Given instruction ▸ Take the lines of the listing from the one containing "Target: green bush" through the end of the listing, and write them out again with "forest" swapped for "woodland", leaving all else unchanged.

Exercise data ▸
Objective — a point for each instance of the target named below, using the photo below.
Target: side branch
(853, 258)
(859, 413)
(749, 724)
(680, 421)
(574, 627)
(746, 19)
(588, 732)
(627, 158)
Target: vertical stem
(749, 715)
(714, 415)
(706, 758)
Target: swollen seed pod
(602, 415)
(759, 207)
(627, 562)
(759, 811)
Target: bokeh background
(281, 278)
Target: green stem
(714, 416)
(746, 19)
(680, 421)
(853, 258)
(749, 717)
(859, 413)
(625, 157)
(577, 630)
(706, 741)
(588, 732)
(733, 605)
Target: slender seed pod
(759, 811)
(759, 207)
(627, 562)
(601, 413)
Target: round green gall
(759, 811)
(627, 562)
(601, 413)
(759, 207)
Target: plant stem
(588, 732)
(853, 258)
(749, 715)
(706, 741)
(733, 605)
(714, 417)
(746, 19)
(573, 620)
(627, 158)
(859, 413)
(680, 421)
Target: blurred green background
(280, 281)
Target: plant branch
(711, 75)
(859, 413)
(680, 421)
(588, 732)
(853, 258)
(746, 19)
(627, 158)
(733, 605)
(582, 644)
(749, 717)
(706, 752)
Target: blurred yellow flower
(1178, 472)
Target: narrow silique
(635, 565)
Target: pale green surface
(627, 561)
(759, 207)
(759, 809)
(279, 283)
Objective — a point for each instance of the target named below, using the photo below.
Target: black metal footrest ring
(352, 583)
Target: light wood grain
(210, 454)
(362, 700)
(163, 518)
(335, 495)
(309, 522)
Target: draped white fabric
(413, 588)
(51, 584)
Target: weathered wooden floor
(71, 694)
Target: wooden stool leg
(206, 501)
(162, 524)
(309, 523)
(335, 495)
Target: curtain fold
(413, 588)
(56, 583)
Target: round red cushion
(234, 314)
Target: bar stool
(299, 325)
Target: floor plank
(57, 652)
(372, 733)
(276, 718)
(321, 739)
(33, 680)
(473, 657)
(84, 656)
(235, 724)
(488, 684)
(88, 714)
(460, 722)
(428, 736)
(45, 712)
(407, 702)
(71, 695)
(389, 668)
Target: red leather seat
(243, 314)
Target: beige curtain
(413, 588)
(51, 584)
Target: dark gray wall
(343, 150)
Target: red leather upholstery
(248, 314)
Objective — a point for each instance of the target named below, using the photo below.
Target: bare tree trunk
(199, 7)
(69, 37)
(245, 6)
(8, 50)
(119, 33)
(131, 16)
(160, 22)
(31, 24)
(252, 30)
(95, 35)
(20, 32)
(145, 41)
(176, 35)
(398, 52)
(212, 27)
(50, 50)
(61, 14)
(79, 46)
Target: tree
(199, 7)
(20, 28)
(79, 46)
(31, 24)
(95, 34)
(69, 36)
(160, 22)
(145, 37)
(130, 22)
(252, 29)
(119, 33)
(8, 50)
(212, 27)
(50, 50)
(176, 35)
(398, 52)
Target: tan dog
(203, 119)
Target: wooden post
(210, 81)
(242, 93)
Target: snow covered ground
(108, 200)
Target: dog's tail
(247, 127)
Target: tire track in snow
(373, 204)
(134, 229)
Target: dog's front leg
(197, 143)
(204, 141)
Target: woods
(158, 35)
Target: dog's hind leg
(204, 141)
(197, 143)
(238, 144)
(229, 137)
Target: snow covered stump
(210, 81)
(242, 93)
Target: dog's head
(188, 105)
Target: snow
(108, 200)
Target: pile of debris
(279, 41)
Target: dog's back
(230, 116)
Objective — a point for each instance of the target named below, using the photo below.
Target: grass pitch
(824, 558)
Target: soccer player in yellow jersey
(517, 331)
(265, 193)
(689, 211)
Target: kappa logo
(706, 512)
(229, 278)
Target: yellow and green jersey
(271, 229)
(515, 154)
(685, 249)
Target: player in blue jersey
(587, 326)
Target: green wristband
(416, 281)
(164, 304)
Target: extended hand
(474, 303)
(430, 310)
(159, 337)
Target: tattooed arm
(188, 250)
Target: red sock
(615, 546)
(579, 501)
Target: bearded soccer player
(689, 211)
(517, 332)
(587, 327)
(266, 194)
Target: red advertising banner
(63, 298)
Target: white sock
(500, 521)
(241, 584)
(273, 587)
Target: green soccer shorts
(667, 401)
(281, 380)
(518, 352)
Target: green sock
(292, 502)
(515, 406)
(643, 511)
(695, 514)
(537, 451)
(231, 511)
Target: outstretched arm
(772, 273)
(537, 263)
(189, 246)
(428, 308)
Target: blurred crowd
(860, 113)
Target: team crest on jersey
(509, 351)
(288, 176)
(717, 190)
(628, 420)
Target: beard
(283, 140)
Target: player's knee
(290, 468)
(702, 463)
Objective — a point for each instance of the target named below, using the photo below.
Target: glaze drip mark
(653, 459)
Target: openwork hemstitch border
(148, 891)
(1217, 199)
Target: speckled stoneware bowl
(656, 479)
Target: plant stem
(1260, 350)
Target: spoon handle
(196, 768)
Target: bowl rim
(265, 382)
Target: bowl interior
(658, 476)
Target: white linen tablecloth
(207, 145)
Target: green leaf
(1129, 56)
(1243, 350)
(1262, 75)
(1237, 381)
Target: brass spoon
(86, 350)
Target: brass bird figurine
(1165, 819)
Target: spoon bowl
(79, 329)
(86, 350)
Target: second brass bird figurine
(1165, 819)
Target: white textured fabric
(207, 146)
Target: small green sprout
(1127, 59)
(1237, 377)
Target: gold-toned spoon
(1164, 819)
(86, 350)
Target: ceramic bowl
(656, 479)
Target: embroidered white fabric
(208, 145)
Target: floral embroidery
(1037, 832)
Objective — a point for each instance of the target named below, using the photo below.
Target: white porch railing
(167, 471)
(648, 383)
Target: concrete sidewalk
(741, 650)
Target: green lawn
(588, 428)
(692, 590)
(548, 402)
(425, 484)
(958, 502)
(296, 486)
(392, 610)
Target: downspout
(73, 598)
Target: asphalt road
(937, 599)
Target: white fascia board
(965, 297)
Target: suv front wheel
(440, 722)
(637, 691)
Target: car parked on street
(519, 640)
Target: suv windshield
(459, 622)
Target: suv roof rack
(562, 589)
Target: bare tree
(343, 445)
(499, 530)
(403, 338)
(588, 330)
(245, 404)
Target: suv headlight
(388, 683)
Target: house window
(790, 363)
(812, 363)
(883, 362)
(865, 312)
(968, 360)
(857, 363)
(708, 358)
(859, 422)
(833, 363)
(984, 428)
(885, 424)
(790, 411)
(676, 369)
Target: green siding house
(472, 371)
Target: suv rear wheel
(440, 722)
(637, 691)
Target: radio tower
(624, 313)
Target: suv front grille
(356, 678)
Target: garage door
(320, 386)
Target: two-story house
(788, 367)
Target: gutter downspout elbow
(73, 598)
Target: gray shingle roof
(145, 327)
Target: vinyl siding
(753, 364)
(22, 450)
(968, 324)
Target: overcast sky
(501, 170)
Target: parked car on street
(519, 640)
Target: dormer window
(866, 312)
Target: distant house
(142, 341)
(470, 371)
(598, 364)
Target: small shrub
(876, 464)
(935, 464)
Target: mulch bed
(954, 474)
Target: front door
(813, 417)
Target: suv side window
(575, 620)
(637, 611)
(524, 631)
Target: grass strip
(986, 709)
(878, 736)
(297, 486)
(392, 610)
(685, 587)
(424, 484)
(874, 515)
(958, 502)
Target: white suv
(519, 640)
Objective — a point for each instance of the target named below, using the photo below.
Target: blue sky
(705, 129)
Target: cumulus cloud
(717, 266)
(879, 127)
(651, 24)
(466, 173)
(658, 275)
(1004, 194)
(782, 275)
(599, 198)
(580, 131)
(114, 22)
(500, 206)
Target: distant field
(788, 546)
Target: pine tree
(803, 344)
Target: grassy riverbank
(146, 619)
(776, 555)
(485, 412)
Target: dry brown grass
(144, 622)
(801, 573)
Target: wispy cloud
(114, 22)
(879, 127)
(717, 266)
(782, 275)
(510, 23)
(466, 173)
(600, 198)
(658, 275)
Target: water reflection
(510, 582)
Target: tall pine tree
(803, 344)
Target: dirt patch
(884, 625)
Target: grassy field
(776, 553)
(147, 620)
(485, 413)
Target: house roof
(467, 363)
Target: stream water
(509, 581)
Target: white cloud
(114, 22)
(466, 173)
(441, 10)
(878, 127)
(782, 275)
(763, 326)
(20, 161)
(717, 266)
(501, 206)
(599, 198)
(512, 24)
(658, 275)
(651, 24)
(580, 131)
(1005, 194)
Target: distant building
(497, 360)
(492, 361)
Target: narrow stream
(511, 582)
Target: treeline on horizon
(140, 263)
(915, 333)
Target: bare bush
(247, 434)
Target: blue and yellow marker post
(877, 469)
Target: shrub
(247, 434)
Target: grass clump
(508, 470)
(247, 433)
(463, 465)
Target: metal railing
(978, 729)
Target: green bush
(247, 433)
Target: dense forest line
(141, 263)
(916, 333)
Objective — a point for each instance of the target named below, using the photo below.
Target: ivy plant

Expected answer ▸
Target: green bush
(247, 433)
Target: dense woodland line
(141, 263)
(916, 333)
Objective — a point for each instance of the target named below, using the photo below.
Target: ivy plant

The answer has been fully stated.